▶ **What you will do**
Rewrite all of the data below line for line, requests included, and shift every bounding-box coordinate in the answers by -131.

▶ **Input**
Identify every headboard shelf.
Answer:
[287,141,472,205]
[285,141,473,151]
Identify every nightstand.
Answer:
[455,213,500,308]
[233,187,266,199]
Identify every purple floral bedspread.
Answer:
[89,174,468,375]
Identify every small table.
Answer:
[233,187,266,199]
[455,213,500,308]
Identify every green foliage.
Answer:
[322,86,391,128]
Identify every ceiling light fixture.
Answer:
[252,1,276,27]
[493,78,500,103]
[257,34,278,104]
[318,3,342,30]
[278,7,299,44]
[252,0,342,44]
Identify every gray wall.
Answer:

▶ **Answer in full**
Identify every headboard shelf.
Answer:
[156,10,341,74]
[154,10,342,20]
Identify every nightstand.
Answer:
[324,82,369,177]
[102,56,135,68]
Identify every purple floral bedspread.
Answer:
[-42,43,337,244]
Identify every small table.
Answer:
[102,56,135,68]
[324,82,369,177]
Identify every green foliage.
Answer:
[191,-45,260,-3]
Identify every ceiling light fixture.
Answer:
[121,-130,145,-104]
[362,-53,369,-28]
[126,-97,147,-27]
[187,-128,211,-101]
[147,-124,168,-87]
[121,-131,211,-87]
Identify every gray wall.
Answer:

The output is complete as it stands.